- **Source excerpt**:

(begin)

# Olist's Metric Design 

In this challenge, we are going to catch a first glimpse into `Olist's business health`

In [0]:
# Import Modules
import pandas as pd
import numpy as np
import os
import matplotlib.pyplot as plt
import seaborn as sns

In [0]:
# Loading the data
from olist.data import Olist
data = Olist().get_data()

## Test your import!

In [0]:
from nbresult import ChallengeResult

result = ChallengeResult('orders',
    keys_len=len(data),
    key_names=sorted(list(data.keys())),
    reviews_number=len(data['order_reviews'])
)
result.write()
print(result.check())

## 1 - Orders vs. Reviews?

❓Plot a histogram of `review_score`.

(end)

Rows from a collection

(begin)

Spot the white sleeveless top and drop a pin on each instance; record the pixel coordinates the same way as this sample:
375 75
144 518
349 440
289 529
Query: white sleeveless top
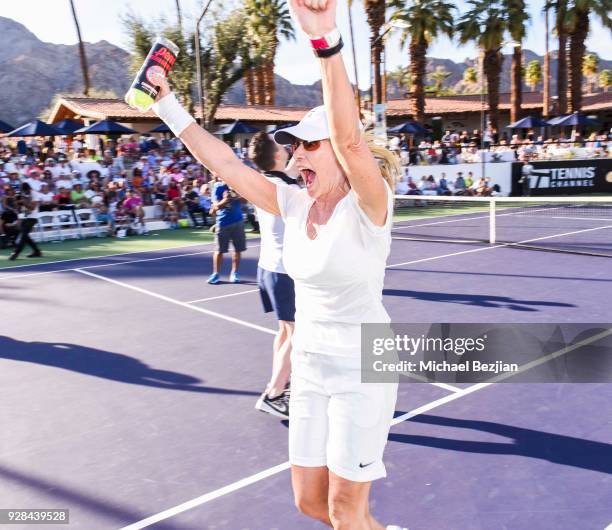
338 276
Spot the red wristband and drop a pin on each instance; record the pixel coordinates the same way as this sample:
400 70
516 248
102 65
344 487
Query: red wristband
330 40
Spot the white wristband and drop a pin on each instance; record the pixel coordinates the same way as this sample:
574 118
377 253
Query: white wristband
176 117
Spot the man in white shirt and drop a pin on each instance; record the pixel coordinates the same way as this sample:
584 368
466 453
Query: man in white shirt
34 180
64 180
276 287
44 198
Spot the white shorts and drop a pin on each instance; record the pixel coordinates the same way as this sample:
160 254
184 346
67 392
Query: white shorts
335 420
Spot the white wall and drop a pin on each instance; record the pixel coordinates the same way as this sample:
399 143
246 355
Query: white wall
500 173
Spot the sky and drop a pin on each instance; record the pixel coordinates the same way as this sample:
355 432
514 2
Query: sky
51 21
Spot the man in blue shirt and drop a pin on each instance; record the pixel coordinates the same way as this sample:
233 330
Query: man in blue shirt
229 227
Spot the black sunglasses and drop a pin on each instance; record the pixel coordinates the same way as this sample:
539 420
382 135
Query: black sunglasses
308 146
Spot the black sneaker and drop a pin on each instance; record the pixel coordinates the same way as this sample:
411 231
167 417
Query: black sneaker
278 406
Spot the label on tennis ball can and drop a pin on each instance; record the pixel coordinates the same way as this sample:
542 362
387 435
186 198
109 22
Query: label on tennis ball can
159 60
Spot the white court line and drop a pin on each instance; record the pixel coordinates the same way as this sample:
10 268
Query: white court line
223 296
203 499
502 245
466 217
28 275
104 256
252 479
445 386
177 302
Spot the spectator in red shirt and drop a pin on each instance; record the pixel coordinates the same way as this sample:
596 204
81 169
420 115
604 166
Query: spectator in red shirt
133 206
174 203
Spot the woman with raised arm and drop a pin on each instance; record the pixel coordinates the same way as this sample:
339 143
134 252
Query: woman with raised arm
337 239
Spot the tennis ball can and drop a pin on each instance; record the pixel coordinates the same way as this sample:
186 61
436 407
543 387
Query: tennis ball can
160 60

(end)

- **Exercise tasks**:
A – Can you repeat the Olist metric design notebook from "## Test your" up to and including "reviews_number=len(data['order_reviews'])"?
B – How would the Olist metric design notebook carry on after its last line?
The rows play no part in this.

- **Results of the tasks**:
A –
## Test your import!

In [0]:
from nbresult import ChallengeResult

result = ChallengeResult('orders',
    keys_len=len(data),
    key_names=sorted(list(data.keys())),
    reviews_number=len(data['order_reviews'])

B –
In [0]:
# YOUR CODE HERE

❓ Plot a histogram of `order_status` <br/>

In [0]:
# YOUR CODE HERE

❓ How many of them are delivered ? shipped ? canceled ? ...

In [0]:
# YOUR CODE HERE

💡 We already know - from our data schema - that each `review` has a unique `order`.

🤔 Do all `orders` have a `review`?

<details>
    <summary><i>- Hint -</i></summary>

You can use `pd.Series.isna().sum()` to count the number of NaN values in a series
</details>

In [0]:
# YOUR CODE HERE

If some orders were not reviewed, count and group them per `order_status`.

In [0]:
# YOUR CODE HERE

## 2 - Evolution of key business metrics over the past 14 months

## Metrics 

1. Which metric would you use as a `key business output metric`for Olist  📈 ? 
2.  Which metric would you use to measure that a customer had a `good experience with Olist` 🙂 ? 
3. Which metric would you use to measure `shipping delay` 🕗?

For each metric, plot a trend line over time.

### Metric 1: Order numbers

❓ Plot the weekly number of total orders per week (to check how business is going)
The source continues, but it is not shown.